**Problem to work on:** Rewrite every line of the records below as a numbered list, skipping blank lines. Leave the pictures out.

**Records shown:**
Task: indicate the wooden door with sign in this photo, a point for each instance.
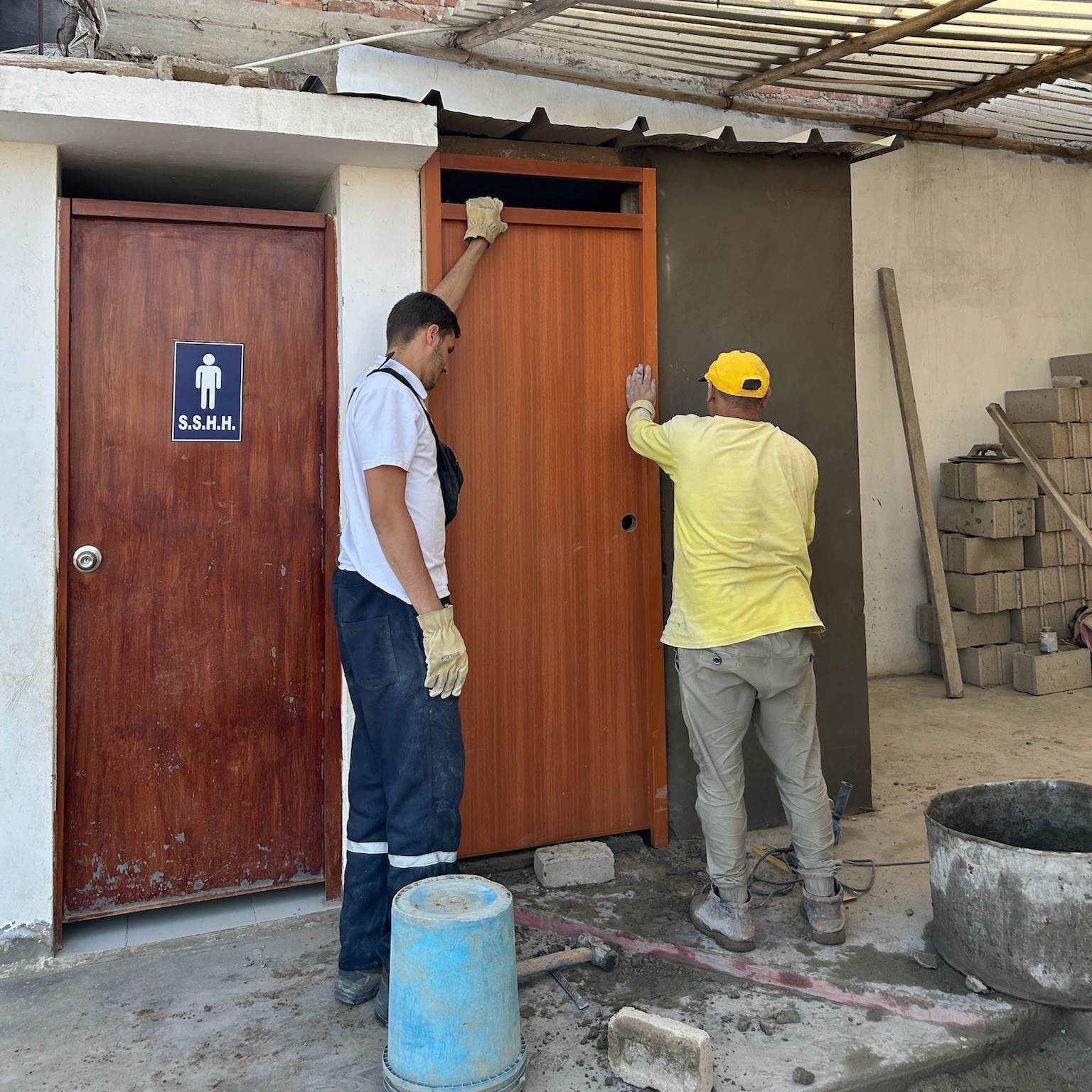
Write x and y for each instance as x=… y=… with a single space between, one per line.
x=554 y=558
x=193 y=654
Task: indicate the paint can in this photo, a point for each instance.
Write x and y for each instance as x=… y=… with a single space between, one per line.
x=454 y=1007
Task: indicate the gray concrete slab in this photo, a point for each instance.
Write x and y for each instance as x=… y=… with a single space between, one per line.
x=252 y=1010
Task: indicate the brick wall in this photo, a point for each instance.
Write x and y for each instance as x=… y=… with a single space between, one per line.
x=387 y=9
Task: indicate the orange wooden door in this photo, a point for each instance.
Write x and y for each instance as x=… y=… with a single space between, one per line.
x=558 y=602
x=195 y=653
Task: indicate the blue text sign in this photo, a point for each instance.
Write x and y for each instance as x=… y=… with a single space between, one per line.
x=208 y=403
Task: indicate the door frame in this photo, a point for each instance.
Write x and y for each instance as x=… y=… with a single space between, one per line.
x=330 y=491
x=434 y=212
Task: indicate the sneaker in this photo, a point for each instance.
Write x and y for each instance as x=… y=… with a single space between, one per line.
x=825 y=916
x=383 y=1002
x=729 y=923
x=354 y=987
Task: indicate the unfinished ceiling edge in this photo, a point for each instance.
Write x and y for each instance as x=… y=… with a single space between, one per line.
x=505 y=96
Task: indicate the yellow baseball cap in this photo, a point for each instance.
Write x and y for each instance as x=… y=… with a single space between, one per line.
x=741 y=374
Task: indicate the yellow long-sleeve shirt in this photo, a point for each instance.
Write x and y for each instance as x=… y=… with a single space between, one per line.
x=744 y=519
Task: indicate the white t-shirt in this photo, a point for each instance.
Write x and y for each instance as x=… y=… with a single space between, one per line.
x=385 y=426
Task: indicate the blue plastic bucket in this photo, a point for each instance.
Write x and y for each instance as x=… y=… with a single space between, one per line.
x=454 y=1008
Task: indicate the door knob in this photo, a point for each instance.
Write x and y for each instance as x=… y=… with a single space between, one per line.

**Output of the exercise:**
1. Task: indicate the wooden door with sign in this photo, a point for each instance.
2. Write x and y for each instance as x=… y=… with a single space between, one per line.
3. x=554 y=558
4. x=193 y=654
5. Task: indicate the paint can in this photo, a point for each instance.
6. Write x and y for each instance as x=… y=… with a single space between, one per line.
7. x=454 y=1007
8. Task: indicate the gray concrete slab in this photo, a point for each instance.
9. Write x and y for each instance as x=… y=… with a single space between, one per line.
10. x=252 y=1010
11. Task: indicate the brick wall in this photo, a point for each instance.
12. Write x and y for each instance as x=… y=… with a single space between, one per line.
13. x=387 y=9
14. Task: indicate the orange wooden door in this photo, a point for each instance.
15. Write x and y for each instance as x=… y=… with a single space between, one per line.
16. x=558 y=602
17. x=195 y=653
18. Task: indicate the blue text sign in this photo, a point for each instance.
19. Write x and y for each instance as x=… y=… with a single space between, one per line.
20. x=208 y=403
21. Task: indicate the door frame in this photo, a point for each instance.
22. Write x and y for each instance as x=… y=… with a single space between, one per line.
23. x=330 y=491
24. x=434 y=212
25. Task: indicate the sneaker in this photo, a point for each instance.
26. Write x and y for each instance as x=… y=… with a single space between, one per line.
27. x=825 y=916
28. x=383 y=1002
29. x=729 y=923
30. x=354 y=987
31. Task: indicate the unfinished ceiling edge in this photo, a point for each instance.
32. Write x and y for each instance as x=… y=… with a single space between, one per line.
33. x=505 y=96
34. Task: indicate the yellow baseball cap in this photo, a point for each instance.
35. Write x and y for each instance as x=… y=… with a single space between, one per line.
36. x=741 y=374
37. Task: indicate the yellow long-sleeve shirt in this photo, a point for each instance.
38. Write x and y for each instance as x=… y=… with a single space between, one per line.
39. x=744 y=519
40. Task: indicate the white t-shirt in this photo, a point for each instance.
41. Write x and y for each instance as x=… y=… with a single space between, one per line.
42. x=385 y=426
43. Task: indicate the blue plastic bucket in this photo, a point for each instance.
44. Write x and y for each instance as x=… y=… with a single space between, one per line.
45. x=454 y=1008
46. Task: indicate the door knob in this photo, a point for each instance.
47. Write x and y for each instance as x=… y=… with a single space between, one per line.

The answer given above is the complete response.